* What to do
Could you write out the records below exactly as they appear?

* Dataset extract
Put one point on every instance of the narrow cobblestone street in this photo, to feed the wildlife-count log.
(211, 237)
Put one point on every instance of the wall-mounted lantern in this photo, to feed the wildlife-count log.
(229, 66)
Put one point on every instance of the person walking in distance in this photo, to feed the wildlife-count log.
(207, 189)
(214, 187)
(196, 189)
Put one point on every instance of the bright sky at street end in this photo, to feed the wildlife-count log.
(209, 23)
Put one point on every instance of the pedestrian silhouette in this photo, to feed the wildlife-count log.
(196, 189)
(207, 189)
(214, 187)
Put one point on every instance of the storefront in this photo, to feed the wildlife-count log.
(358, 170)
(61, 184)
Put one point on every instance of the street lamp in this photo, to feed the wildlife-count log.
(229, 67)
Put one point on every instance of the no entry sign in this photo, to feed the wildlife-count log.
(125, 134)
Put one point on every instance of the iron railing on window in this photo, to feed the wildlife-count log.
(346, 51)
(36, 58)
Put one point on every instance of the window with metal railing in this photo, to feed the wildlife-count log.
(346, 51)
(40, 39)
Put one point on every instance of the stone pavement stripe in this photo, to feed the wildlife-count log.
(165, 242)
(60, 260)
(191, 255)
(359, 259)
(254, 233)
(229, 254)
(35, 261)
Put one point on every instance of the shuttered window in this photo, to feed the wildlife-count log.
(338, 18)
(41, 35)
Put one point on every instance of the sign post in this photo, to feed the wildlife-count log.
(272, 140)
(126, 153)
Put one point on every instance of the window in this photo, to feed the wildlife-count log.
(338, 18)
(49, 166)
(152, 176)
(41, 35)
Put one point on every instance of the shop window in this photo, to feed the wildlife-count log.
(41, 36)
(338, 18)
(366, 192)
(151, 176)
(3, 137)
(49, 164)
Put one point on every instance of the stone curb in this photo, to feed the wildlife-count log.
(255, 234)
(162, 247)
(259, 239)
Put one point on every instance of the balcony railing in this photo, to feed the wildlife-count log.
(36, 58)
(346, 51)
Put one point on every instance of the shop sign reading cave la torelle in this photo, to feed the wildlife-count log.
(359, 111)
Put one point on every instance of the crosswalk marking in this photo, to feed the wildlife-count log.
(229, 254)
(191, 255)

* Solution below
Put one point on every instance of the narrow cobblestone street in this photo, to feed the wildlife-count log.
(211, 237)
Put one point on every instance of the wall-mounted lantern in this photo, to feed the wildlife-count log.
(229, 66)
Put one point on every instance of the person walking in distance in this photo, to feed the wildlife-count log.
(207, 189)
(214, 187)
(196, 189)
Put one point on every instance of the bright sky at street end in this photo, to feed the wildlife-count log.
(209, 23)
Put one point on every instance of the pedestrian silhouette in this photo, to feed the wildlife-count log.
(196, 189)
(207, 189)
(214, 187)
Put one point on every instance of the storefront in this photo, to feed the wildlife-count log.
(358, 170)
(61, 184)
Put one point on every instance of the street lamp in this photo, to feed the wildlife-count log.
(229, 67)
Put one point on every instance of the no entry sign in this photo, to feed the wildlife-count log.
(125, 134)
Put one point on every instance of the iron railing on window in this photo, to feed the wildlife-count log.
(346, 51)
(36, 58)
Put one point on every instance of the window with metal railing in this photo, to feed the wildlife-count log.
(346, 51)
(40, 39)
Put one point on every instance of the stone pavement stripe in this photo, to feed the wildlife-count log.
(165, 242)
(60, 260)
(191, 255)
(359, 259)
(254, 233)
(229, 254)
(35, 261)
Put one point on every instance of the shuttered window in this photo, to feed the wildlife-count log.
(338, 18)
(41, 35)
Put one point on every instance of the sign post in this photo, to feed the wildlife-count log.
(272, 140)
(126, 153)
Put one point on every instance of the window in this photo, to feed the wildlife-count log.
(338, 18)
(49, 166)
(152, 176)
(41, 35)
Put one point on every instance of the shop window in this photo, to feed the wildlife-count log.
(41, 36)
(338, 18)
(366, 192)
(151, 176)
(3, 137)
(49, 164)
Put one point on every instance of the stone curb in this photo, to feed the wildlife-count log.
(255, 234)
(162, 247)
(259, 239)
Put one point on every instance of the balcony railing in this photo, to feed the wildlife-count log.
(36, 58)
(346, 51)
Put one point on every instance of the shop sign reading cave la torelle in this photo, to feed the wildlife-count log.
(359, 111)
Put one point on every instance of the crosswalk marking in this photo, to feed the wildlife-count log.
(229, 254)
(191, 255)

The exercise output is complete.